* START *
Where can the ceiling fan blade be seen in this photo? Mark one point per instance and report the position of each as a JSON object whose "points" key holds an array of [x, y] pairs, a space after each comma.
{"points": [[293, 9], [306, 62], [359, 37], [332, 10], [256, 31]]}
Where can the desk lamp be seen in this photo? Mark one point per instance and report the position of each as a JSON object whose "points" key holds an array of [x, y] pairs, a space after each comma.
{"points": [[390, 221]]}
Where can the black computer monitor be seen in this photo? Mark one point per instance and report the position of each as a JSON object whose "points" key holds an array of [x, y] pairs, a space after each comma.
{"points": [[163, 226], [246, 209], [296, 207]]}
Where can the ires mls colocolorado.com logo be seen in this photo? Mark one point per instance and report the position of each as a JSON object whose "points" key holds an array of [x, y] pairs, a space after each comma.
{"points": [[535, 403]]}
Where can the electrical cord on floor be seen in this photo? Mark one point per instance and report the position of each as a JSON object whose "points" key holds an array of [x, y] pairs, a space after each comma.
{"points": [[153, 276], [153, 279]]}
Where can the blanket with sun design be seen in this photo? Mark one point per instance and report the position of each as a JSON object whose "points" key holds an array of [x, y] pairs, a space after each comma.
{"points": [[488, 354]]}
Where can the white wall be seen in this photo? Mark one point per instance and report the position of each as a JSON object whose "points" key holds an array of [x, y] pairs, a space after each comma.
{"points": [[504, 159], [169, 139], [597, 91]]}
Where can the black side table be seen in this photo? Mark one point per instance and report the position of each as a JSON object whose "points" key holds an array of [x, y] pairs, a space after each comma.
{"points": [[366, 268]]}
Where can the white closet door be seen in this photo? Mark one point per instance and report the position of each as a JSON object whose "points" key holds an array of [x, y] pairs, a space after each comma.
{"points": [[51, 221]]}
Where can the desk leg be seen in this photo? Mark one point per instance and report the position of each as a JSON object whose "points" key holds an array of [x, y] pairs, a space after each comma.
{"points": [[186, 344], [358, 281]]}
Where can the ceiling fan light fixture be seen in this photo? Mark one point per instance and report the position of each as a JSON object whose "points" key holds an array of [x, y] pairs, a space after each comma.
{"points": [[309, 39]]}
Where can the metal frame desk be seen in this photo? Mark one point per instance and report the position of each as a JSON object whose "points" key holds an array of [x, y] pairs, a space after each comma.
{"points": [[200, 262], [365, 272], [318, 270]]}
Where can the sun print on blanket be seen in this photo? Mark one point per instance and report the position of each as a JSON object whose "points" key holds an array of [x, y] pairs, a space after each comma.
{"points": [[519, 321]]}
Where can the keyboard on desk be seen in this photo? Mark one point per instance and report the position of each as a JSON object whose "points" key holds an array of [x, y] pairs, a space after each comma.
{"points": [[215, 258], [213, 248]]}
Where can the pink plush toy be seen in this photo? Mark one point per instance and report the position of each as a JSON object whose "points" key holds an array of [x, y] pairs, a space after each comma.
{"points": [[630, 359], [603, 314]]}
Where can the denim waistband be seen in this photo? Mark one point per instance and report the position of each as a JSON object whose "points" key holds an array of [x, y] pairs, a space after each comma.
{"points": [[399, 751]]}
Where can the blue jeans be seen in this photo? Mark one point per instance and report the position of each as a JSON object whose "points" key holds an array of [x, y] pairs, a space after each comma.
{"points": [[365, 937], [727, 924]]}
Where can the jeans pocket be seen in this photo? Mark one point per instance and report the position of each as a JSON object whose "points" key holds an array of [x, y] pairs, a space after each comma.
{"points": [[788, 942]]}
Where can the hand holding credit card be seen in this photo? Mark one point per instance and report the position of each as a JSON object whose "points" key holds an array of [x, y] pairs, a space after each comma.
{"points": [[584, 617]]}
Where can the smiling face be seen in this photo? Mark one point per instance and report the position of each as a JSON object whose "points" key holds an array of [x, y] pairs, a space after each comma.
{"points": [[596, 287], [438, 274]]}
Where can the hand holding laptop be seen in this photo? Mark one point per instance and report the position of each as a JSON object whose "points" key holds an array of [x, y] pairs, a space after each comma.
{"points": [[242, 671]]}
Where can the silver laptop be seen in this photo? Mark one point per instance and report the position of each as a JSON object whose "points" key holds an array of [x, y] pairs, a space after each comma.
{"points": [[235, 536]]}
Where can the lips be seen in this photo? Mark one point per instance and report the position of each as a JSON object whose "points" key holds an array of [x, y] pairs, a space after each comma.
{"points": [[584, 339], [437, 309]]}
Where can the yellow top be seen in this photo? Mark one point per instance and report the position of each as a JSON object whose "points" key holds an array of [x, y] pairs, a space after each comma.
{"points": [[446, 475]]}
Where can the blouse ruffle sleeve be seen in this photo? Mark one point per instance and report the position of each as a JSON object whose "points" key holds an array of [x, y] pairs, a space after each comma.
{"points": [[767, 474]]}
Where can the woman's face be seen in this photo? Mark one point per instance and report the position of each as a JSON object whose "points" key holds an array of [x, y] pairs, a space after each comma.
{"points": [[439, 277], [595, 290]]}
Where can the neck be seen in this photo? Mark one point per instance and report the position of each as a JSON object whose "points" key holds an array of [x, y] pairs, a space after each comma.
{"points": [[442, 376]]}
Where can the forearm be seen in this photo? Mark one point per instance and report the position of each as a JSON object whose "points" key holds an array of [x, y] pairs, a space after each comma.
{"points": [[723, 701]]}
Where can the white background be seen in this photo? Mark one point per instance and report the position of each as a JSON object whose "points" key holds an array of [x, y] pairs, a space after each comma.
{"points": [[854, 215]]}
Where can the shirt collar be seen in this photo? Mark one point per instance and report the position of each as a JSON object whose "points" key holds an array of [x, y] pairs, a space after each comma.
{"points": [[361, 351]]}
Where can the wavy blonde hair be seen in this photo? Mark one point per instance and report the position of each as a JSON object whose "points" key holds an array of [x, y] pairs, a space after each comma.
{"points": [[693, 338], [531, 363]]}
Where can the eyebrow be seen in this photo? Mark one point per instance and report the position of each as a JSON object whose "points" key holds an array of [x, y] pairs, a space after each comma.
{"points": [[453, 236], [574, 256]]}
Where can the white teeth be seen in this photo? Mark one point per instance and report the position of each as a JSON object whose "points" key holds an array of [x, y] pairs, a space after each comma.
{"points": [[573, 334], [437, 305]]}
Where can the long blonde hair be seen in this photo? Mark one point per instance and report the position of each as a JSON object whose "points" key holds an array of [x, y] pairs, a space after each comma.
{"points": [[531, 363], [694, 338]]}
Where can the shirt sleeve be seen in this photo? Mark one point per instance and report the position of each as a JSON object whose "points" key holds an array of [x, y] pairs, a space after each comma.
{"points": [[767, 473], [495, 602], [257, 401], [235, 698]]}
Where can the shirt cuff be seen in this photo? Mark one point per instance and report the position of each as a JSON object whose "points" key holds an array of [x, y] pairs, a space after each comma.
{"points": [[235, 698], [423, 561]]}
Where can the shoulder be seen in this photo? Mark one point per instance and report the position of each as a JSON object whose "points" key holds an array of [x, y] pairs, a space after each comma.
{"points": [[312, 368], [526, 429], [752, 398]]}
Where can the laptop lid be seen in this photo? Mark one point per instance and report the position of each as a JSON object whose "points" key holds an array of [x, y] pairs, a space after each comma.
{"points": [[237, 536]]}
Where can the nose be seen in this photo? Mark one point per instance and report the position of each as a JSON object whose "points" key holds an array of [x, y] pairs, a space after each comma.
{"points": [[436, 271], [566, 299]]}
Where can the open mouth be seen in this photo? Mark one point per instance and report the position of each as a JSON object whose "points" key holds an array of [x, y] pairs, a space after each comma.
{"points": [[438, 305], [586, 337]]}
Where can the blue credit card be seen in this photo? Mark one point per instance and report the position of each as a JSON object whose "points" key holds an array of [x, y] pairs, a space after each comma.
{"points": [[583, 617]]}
* END *
WHAT IS NEEDED> Copy the entries from the line containing "Where can the nose" through the end of the entries, substituting "occurrence" for "instance" and changing nothing else.

RESPONSE TO THE TASK>
Where can the nose be seen in this photo? Mark one point per occurrence and report the position of each as a JSON object whose "points" key holds an array of [x, y] pairs, a space after each comma.
{"points": [[436, 271], [566, 299]]}
Where can the open mouth be seen in this photo? Mark one point per occurrence and report the position of each as a JSON object whose "points" key holds an array of [x, y] pairs, a space after each comma.
{"points": [[438, 305], [586, 337]]}
Where can the blue credit card be seen in this photo? Mark one point per occurrence and report the position of each as a JSON object whose "points" key holds an array of [x, y] pairs, a space after each comma.
{"points": [[583, 617]]}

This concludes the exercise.